## What you have to do:
Can you quote every row below word for word, leaving out the pictures?

## Information given:
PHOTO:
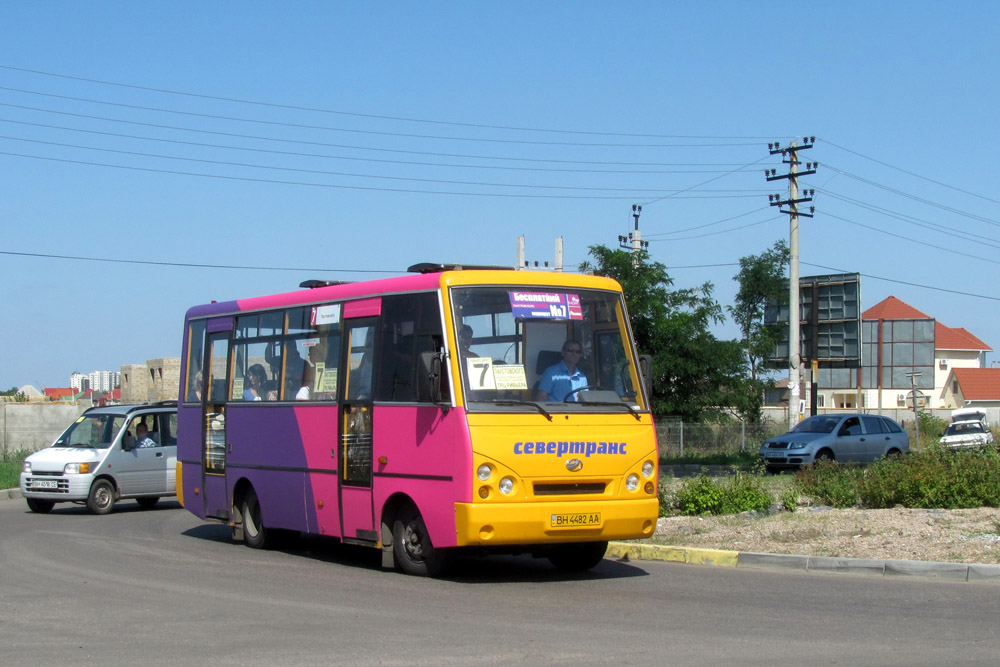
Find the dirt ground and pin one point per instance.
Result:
(960, 536)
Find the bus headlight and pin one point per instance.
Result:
(506, 486)
(632, 482)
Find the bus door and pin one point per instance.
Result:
(355, 429)
(213, 450)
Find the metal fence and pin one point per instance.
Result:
(677, 438)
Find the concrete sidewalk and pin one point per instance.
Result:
(625, 551)
(863, 566)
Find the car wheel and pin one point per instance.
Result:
(412, 548)
(578, 557)
(102, 497)
(40, 506)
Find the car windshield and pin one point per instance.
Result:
(818, 424)
(97, 431)
(963, 429)
(515, 343)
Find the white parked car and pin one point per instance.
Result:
(967, 434)
(126, 451)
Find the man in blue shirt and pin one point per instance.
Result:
(562, 378)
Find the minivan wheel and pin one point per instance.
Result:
(101, 498)
(823, 455)
(40, 506)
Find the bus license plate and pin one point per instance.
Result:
(574, 520)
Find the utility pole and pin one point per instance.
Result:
(791, 158)
(634, 240)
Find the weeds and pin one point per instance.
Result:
(934, 479)
(10, 468)
(704, 495)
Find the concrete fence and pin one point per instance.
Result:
(34, 426)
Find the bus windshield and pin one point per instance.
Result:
(523, 347)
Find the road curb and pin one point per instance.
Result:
(975, 573)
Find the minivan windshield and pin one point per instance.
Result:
(525, 348)
(97, 431)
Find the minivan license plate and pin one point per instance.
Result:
(573, 520)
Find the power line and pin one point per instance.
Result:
(926, 224)
(355, 158)
(109, 260)
(907, 283)
(408, 135)
(910, 173)
(353, 147)
(912, 240)
(365, 115)
(901, 193)
(346, 187)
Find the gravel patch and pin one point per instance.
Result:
(958, 536)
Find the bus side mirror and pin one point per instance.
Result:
(646, 371)
(429, 377)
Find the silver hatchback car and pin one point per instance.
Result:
(837, 437)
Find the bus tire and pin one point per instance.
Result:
(40, 506)
(411, 545)
(102, 497)
(577, 557)
(255, 534)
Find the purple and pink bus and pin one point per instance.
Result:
(405, 414)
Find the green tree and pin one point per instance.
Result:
(694, 374)
(762, 280)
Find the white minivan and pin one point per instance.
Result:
(107, 454)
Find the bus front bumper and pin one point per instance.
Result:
(485, 524)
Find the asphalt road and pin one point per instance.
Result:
(161, 587)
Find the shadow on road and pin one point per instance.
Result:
(466, 568)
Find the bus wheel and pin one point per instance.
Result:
(40, 506)
(411, 545)
(578, 557)
(101, 498)
(255, 535)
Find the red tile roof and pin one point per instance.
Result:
(892, 308)
(979, 384)
(946, 338)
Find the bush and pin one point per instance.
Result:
(830, 483)
(703, 495)
(936, 478)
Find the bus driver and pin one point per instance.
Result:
(561, 379)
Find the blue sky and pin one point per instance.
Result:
(351, 140)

## Task result:
PHOTO:
Find the dirt ground and pin one point per instance.
Result:
(960, 536)
Find the bus headlight and pin one point per instance.
Result:
(506, 486)
(632, 482)
Find the bus door and pin one point per instance.
Result:
(355, 429)
(213, 450)
Find the metal fence and pin one point per instance.
Result:
(677, 438)
Find the concrete sidewalk and pin one point per instance.
Result:
(625, 551)
(863, 566)
Find the car wheel and pin one point per instance.
Result:
(412, 548)
(578, 557)
(102, 497)
(40, 506)
Find the car windshield and pin one point per instance.
Result:
(818, 424)
(97, 431)
(963, 429)
(515, 343)
Find the white parked car and pin one point per instance.
Result:
(967, 434)
(126, 451)
Find the man in blue shirt and pin one point per instance.
Result:
(562, 378)
Find the minivan wheel and pin one point per instance.
Result:
(101, 498)
(823, 455)
(40, 506)
Find the bus license plate and pin one point per instance.
Result:
(574, 520)
Find the utility pole and pin one point per instance.
Result:
(791, 158)
(634, 240)
Find the weeds and pin one point per instance.
Result:
(934, 479)
(10, 468)
(704, 495)
Find the concrete fence and pin one point per instance.
Result:
(34, 426)
Find the bus windshield and pin one point per instance.
Result:
(523, 347)
Find the road curb and pin one point per instance.
Result:
(975, 573)
Find the minivan windshield and pin one point per instance.
Result:
(525, 348)
(97, 431)
Find the minivan license plate and pin one point per instance.
Result:
(573, 520)
Find the power line and pin one point per instance.
Result:
(926, 224)
(355, 158)
(109, 260)
(907, 283)
(408, 135)
(910, 173)
(353, 147)
(912, 240)
(365, 115)
(901, 193)
(346, 187)
Find the gravel patch and pin one point per instance.
Result:
(958, 536)
Find the bus side mirror and pin one point per instance.
Result:
(646, 371)
(429, 377)
Find the silver hatchback car and pin one point per instance.
Result:
(837, 437)
Find the bus tire and pin one point per instance.
Result:
(40, 506)
(411, 545)
(102, 497)
(577, 557)
(255, 534)
Find the purple and pink bus and pin one point per instance.
Result:
(405, 414)
Find the green tree and pin one point per instance.
Result:
(694, 374)
(762, 280)
Find the white minivan and pin one point per instance.
Result:
(107, 454)
Find the bus front bumper and pin one point per instance.
Result:
(485, 524)
Find the asphalt road and pin one point per instance.
Result:
(161, 587)
Find the shadow on road and pin one point per instance.
Result:
(466, 568)
Find the bus wheel and pin one point per instance.
Result:
(40, 506)
(411, 545)
(578, 557)
(101, 498)
(255, 535)
Find the red tile roof and pin one point per instance.
Result:
(892, 308)
(979, 384)
(946, 338)
Find the bush and pin one point per instance.
Result:
(830, 483)
(703, 495)
(936, 478)
Find the bus driver and pin one point per instance.
Result:
(561, 379)
Find the blue sky and pin one point per instance.
Result:
(351, 140)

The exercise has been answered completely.